> Consigne 1
D'après le témoignage sur l'achat d'un studio à Paris, pourquoi les parents multiplient-ils les montages financiers depuis plusieurs années ? Répondez en une à trois phrases.
> Consigne 2
Rédigez la suite du témoignage sur l'achat d'un studio à Paris, en reprenant après sa dernière phrase.

> Texte fourni
Juste avant la pandémie [de Covid-19], j’ai acheté un studio de 25 mètres carrés à 290 000 euros, grâce au soutien de ma famille. Ce ne sont pas les 2 200 euros mensuels que je gagnais qui m’auraient permis d’acheter dans Paris. Nous avons effectué cet achat sous la forme d’une SCI [société civile immobilière] familiale, dans laquelle mon frère et moi avons des parts. Nous entrons progressivement au capital. Ce système facilitera la succession. Mes parents ont fait un énorme apport, et nous avons rénové toute une partie du studio en famille.
Mon père et ma mère ont commencé tôt à réfléchir à ce qu’ils pourraient nous laisser. J’ai un compte avec une assurance-vie, que mon père a ouvert avant ma naissance. Ce qui fait que, à 20 ans, j’avais déjà 25 000 euros sur un livret, sans avoir eu à faire quoi que ce soit. Depuis plusieurs années, mes parents multiplient les montages financiers afin que mon frère et moi puissions bénéficier de l’essentiel du fruit de leur travail en toute légalité, en faisant appel à des comptables et à des notaires. Au regard de leur histoire familiale, notamment celle – très difficile – de mon père, ils veulent s’assurer que l’on ait un filet de sécurité si jamais nous voulions nous lancer à l’aventure, voyager, monter des entreprises, ou en cas de maladie.

> Données de l'exercice
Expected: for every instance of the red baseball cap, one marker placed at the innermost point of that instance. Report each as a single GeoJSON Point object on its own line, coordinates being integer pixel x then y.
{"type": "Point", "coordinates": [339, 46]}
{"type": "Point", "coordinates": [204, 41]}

> Résultat attendu 1
Ils veulent que leurs deux enfants puissent bénéficier de l'essentiel du fruit de leur travail en toute légalité. Au regard de leur histoire familiale, notamment celle très difficile du père, ils cherchent à leur assurer un filet de sécurité s'ils voulaient se lancer à l'aventure, voyager, monter des entreprises, ou en cas de maladie.

> Résultat attendu 2
Je me sens à la fois redevable et mal à l’aise, car ces occasions s’offrent à moi, non pas grâce à mon travail ou à mes choix de vie, mais surtout grâce à la famille dans laquelle je suis né et à mon héritage. Aujourd’hui, une très grande partie du capital des gens provient de leur héritage familial, et c’est injuste. Etre né dans une famille aisée, c’est avoir eu le droit de partir avant les autres au 100 mètres.
« Une vraie légèreté »
Je reste étrangement angoissé par l’enjeu que représente le travail. J’ai peur d’être au chômage, en particulier dans le contexte de tension qui règne actuellement dans mon secteur. Mais il est certain que ce filet familial m’apporte une vraie légèreté quant à mes choix de vie. Je ne vivais que depuis quelques mois dans l’appartement parisien quand une bonne occasion professionnelle s’est présentée au Danemark.
A ce moment-là, la situation s’était dégradée dans mon travail, alors, malgré pas mal d’hésitations, j’ai décidé de partir, soutenu par ma famille. Là-bas, nous avons emménagé d’abord en location, avec ma copine, qui travaille comme free-lance dans le cinéma d’animation : un 55 mètres carrés, pour 2 000 euros de loyer. C’était désormais possible, puisque mon salaire avait sensiblement augmenté du fait de ce changement d’emploi.
Depuis peu, nous avons acheté tous les deux à Copenhague : un trois-pièces – peut-être pour accueillir un enfant dans quelques années –, pour lequel notre prêt nous revient à 1 200 euros par mois. L’intégralité de l’apport vient de moi, car j’ai bien plus d’épargne que ma compagne : plus de 100 000 euros de capital, en raison de donations familiales survenues au moment de la vente de l’entreprise de mon père. Nous avons passé un contrat de copropriété – elle détient 40 % des parts et moi 60 % –, mais nous avons décidé de prendre toutes les décisions sur un pied d’égalité en ce qui concerne le lieu.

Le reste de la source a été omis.